▶ Problem details
Copy out word for word the records below, from the line containing "Please trace the outline of every instance of the blue" through the last line of the records.

▶ Material provided
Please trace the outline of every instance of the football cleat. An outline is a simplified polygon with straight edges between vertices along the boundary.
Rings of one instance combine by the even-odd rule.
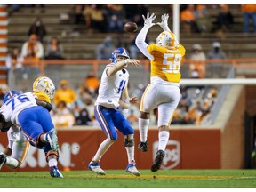
[[[155,161],[151,166],[151,172],[157,172],[160,167],[161,167],[161,164],[163,162],[164,156],[164,152],[163,150],[158,150],[156,152],[156,156],[155,157]]]
[[[88,165],[88,169],[93,171],[97,174],[106,175],[106,172],[104,172],[104,170],[100,168],[100,163],[94,163],[93,161],[90,162]]]
[[[46,133],[46,140],[50,143],[52,150],[56,152],[59,150],[58,137],[55,129],[52,129]]]
[[[145,142],[140,141],[138,145],[138,148],[141,150],[142,152],[148,151],[148,141],[147,140]]]
[[[57,166],[50,167],[50,175],[55,178],[63,178],[63,175],[60,173]]]
[[[0,170],[5,163],[6,163],[6,155],[1,152],[0,153]]]
[[[135,164],[130,164],[126,167],[126,172],[134,174],[136,176],[140,176],[140,172],[137,170]]]

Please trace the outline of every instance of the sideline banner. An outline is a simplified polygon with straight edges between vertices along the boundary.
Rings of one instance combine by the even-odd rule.
[[[148,151],[137,148],[139,131],[135,130],[135,160],[140,169],[150,169],[158,146],[158,131],[148,130]],[[87,170],[87,165],[100,144],[106,139],[99,128],[58,130],[60,142],[60,170]],[[7,136],[0,134],[0,151],[7,146]],[[124,169],[128,164],[124,136],[103,156],[100,166],[104,170]],[[163,169],[220,169],[220,131],[219,129],[171,130],[163,161]],[[1,172],[46,171],[48,165],[43,150],[30,147],[20,168],[12,170],[6,165]]]

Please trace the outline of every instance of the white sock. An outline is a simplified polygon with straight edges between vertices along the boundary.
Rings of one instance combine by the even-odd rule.
[[[52,158],[48,161],[49,167],[57,166],[57,159]]]
[[[98,151],[96,152],[94,157],[92,158],[93,162],[100,162],[102,156],[107,152],[110,146],[115,142],[113,140],[106,139],[99,147]]]
[[[7,166],[9,166],[10,168],[14,169],[14,168],[18,167],[19,161],[17,159],[11,157],[11,156],[7,156],[5,164]]]
[[[147,141],[149,119],[139,118],[139,131],[141,142]]]
[[[134,160],[134,146],[132,147],[125,147],[128,157],[128,164],[135,163]]]
[[[166,145],[169,140],[169,132],[167,131],[162,131],[158,132],[158,150],[165,151]]]

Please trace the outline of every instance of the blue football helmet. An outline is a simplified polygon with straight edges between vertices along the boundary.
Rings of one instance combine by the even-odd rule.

▶ Completed exercise
Please trace the outline of every instance of the blue football helmet. An outline is a simplified polygon with straight edges between vertices along the boundary.
Rings of one instance combine by the even-odd rule.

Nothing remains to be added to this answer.